Exercise inputs |

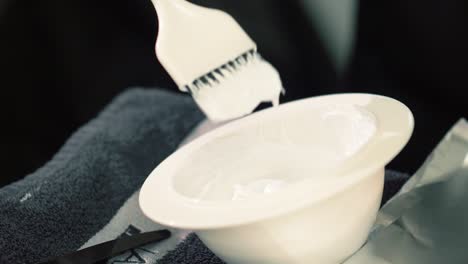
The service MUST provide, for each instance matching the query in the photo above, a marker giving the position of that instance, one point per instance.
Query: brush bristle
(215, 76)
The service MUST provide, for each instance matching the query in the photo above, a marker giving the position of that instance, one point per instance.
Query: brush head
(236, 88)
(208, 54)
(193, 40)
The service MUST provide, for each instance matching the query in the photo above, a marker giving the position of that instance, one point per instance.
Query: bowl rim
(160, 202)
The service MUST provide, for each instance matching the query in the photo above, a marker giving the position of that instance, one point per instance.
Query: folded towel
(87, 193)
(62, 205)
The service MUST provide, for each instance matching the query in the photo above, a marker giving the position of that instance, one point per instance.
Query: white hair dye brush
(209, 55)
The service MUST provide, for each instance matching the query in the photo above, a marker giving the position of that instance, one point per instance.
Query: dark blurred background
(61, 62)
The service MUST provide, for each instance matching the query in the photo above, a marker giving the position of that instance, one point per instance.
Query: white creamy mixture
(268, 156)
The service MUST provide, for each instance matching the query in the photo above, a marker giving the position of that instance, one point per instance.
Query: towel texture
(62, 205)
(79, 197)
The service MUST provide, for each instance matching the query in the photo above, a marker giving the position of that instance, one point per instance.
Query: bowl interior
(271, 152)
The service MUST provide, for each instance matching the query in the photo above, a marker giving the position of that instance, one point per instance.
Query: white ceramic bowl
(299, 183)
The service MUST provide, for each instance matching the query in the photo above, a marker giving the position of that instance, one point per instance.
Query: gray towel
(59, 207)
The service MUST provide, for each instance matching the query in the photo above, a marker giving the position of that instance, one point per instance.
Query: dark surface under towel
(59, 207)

==

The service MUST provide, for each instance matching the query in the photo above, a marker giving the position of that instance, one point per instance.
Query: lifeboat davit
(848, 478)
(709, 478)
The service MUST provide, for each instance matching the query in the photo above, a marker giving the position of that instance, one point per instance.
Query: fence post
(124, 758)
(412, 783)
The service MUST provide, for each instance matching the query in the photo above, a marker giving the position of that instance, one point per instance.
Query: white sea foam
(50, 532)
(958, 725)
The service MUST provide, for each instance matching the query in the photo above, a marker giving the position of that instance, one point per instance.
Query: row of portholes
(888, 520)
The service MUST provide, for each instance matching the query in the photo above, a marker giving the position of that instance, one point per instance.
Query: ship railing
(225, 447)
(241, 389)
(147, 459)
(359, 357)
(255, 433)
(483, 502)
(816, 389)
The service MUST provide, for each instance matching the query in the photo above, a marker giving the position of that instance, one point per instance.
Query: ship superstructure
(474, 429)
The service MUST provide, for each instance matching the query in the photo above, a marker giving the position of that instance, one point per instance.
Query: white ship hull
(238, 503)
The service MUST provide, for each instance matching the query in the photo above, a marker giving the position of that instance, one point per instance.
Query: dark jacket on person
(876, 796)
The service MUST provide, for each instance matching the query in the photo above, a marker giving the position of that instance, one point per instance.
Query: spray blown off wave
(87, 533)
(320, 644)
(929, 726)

What is asked |
Report each line of the items above that contains the word "ship".

Exercise result |
Query: ship railing
Query: ship superstructure
Query: white ship hull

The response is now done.